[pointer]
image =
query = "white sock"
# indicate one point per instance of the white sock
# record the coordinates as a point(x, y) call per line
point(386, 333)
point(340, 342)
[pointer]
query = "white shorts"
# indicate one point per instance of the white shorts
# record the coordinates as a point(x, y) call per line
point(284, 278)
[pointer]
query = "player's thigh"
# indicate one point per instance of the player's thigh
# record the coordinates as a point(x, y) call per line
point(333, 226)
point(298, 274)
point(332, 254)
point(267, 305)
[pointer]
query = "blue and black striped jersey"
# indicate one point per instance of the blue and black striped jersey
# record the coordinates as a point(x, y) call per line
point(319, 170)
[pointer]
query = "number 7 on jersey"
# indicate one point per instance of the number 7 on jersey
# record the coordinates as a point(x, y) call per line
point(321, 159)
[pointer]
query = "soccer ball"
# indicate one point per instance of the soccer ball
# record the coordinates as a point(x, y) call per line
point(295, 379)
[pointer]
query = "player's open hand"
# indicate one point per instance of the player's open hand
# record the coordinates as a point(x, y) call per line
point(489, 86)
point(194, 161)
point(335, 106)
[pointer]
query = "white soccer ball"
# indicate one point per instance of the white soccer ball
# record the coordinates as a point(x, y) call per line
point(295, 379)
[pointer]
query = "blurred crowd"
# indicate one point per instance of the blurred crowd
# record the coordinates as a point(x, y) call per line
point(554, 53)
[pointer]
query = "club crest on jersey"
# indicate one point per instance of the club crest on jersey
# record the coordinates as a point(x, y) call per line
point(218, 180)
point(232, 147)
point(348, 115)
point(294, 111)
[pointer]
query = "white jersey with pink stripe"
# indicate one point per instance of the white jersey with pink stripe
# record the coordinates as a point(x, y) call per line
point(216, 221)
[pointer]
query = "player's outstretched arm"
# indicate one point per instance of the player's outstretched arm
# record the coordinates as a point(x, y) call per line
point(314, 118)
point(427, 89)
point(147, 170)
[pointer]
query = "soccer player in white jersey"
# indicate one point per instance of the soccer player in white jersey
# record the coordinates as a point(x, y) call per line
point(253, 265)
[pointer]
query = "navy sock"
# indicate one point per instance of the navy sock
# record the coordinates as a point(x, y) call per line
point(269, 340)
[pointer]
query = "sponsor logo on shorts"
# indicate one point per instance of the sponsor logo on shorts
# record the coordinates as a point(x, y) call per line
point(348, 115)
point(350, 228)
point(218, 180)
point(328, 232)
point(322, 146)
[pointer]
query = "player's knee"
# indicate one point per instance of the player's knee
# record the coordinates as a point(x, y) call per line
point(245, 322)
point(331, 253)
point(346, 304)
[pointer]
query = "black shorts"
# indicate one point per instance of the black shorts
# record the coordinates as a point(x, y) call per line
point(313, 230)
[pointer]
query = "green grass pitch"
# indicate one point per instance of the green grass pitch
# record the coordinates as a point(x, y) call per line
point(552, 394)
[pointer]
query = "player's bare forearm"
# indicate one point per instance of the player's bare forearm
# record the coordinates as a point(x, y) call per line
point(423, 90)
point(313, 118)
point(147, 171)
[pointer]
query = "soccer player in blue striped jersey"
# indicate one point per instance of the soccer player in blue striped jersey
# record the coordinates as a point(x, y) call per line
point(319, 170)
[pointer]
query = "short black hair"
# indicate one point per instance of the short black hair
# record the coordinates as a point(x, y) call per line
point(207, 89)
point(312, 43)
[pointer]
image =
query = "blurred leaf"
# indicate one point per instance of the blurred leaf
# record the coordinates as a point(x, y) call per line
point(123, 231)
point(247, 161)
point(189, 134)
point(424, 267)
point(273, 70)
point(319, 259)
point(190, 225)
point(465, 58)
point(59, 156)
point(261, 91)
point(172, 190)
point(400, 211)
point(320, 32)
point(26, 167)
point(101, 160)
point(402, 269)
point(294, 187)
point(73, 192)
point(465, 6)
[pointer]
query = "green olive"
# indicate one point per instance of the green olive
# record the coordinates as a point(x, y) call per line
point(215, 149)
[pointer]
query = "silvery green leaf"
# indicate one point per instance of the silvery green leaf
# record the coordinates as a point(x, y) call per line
───
• _PROBLEM TO SOLVE_
Convert every line of the rows above into a JSON list of strings, one string per line, with blank lines omitted.

• _TASK SOLUTION_
[
  "[pointer]",
  "image =",
  "query = \"white sock\"",
  "# indicate one point per instance of the white sock",
  "# record the coordinates as a point(x, y) call per line",
  "point(386, 333)",
  "point(340, 342)",
  "[pointer]",
  "query = \"white shorts\"",
  "# indicate one point per instance of the white shorts",
  "# record the coordinates as a point(x, y) call per line",
  "point(284, 278)",
  "[pointer]",
  "query = \"player's thigh\"",
  "# indicate one point per instance of the player's thigh",
  "# record the coordinates as a point(x, y) call per line",
  "point(333, 226)",
  "point(298, 274)",
  "point(332, 254)",
  "point(267, 305)",
  "[pointer]",
  "query = \"blue and black striped jersey\"",
  "# indicate one point per instance of the blue and black striped jersey",
  "# record the coordinates as a point(x, y) call per line",
  "point(319, 170)",
  "[pointer]",
  "query = \"number 7 on jersey\"",
  "# indicate one point per instance of the number 7 on jersey",
  "# record the coordinates as a point(x, y) call per line",
  "point(321, 159)",
  "[pointer]",
  "query = \"soccer ball\"",
  "# indicate one point per instance of the soccer ball",
  "# record the coordinates as a point(x, y) call per line",
  "point(295, 379)",
  "[pointer]",
  "query = \"player's open hand\"",
  "# indicate one point per instance of the player's open hand",
  "# record the coordinates as a point(x, y) call per line",
  "point(489, 86)",
  "point(194, 161)",
  "point(335, 106)",
  "[pointer]",
  "query = \"white soccer ball\"",
  "# indicate one point per instance of the white soccer ball",
  "# record the coordinates as a point(x, y) call per line",
  "point(295, 379)",
  "[pointer]",
  "query = \"blurred crowd\"",
  "# indicate one point per instance of the blurred crowd",
  "# record the coordinates as a point(x, y) call per line",
  "point(554, 53)",
  "[pointer]",
  "query = \"club crest on jersey\"",
  "# indicate one point per instance of the club crest on jersey",
  "# record the coordinates as a point(x, y) call per line",
  "point(218, 180)",
  "point(232, 147)",
  "point(348, 115)",
  "point(294, 111)",
  "[pointer]",
  "query = \"white jersey with pink stripe\"",
  "# indicate one point per instance of the white jersey with pink stripe",
  "# record the coordinates as a point(x, y) call per line",
  "point(216, 221)",
  "[pointer]",
  "query = \"player's outstretched arm\"",
  "# indicate one point per instance of the player's outstretched arm",
  "# record the coordinates as a point(x, y) call per line",
  "point(314, 118)",
  "point(427, 89)",
  "point(147, 170)",
  "[pointer]",
  "query = \"soccer player in white jersey\"",
  "# indicate one point per instance of the soccer player in white jersey",
  "# record the coordinates as a point(x, y) call per line",
  "point(253, 265)",
  "[pointer]",
  "query = \"navy sock\"",
  "# indicate one point per instance of the navy sock",
  "# record the coordinates as a point(x, y) call per line",
  "point(269, 340)",
  "[pointer]",
  "query = \"sponsor logo on shorts\"",
  "# indicate one point per instance of the sponsor logo on shorts",
  "# record the coordinates as a point(x, y) call per line",
  "point(348, 115)",
  "point(350, 228)",
  "point(218, 180)",
  "point(328, 232)",
  "point(322, 146)",
  "[pointer]",
  "query = \"player's knee\"",
  "# indicate one point per instance of the player's knee",
  "# record the coordinates as a point(x, y) call per line",
  "point(245, 322)",
  "point(331, 253)",
  "point(346, 304)",
  "[pointer]",
  "query = \"black shorts\"",
  "# indicate one point per instance of the black shorts",
  "# record the coordinates as a point(x, y) call per line",
  "point(313, 230)",
  "[pointer]",
  "query = \"green grass pitch\"",
  "# indicate one point per instance of the green grass pitch",
  "# record the coordinates as a point(x, y) call per line",
  "point(552, 394)",
  "[pointer]",
  "query = \"player's bare forearm\"",
  "# indicate one point per instance of the player's bare forearm",
  "# record the coordinates as a point(x, y) call per line",
  "point(423, 90)",
  "point(313, 118)",
  "point(147, 171)",
  "[pointer]",
  "query = \"soccer player in blue striped jersey\"",
  "# indicate one point per instance of the soccer player in blue striped jersey",
  "# record the coordinates as a point(x, y) call per line",
  "point(319, 170)",
  "[pointer]",
  "query = \"short black hair\"",
  "# indicate one point per instance of the short black hair",
  "# record the coordinates as a point(x, y) call per line",
  "point(207, 89)",
  "point(312, 43)",
  "[pointer]",
  "image =",
  "query = \"blurred leaf\"",
  "# indicate one point per instance of the blurred leaf",
  "# record the coordinates as a point(x, y) call per line",
  "point(123, 231)",
  "point(247, 161)",
  "point(189, 134)",
  "point(424, 267)",
  "point(273, 70)",
  "point(319, 259)",
  "point(190, 225)",
  "point(465, 58)",
  "point(59, 156)",
  "point(261, 91)",
  "point(172, 190)",
  "point(400, 211)",
  "point(320, 32)",
  "point(26, 167)",
  "point(101, 160)",
  "point(402, 269)",
  "point(294, 187)",
  "point(73, 192)",
  "point(465, 6)",
  "[pointer]",
  "query = \"green olive\"",
  "# indicate one point per instance of the green olive",
  "# record the coordinates as a point(x, y) call per line",
  "point(215, 149)",
  "[pointer]",
  "query = \"silvery green leaf\"",
  "# indicate one point per instance of the silvery green leaf",
  "# record the coordinates as a point(x, y) call per line"
]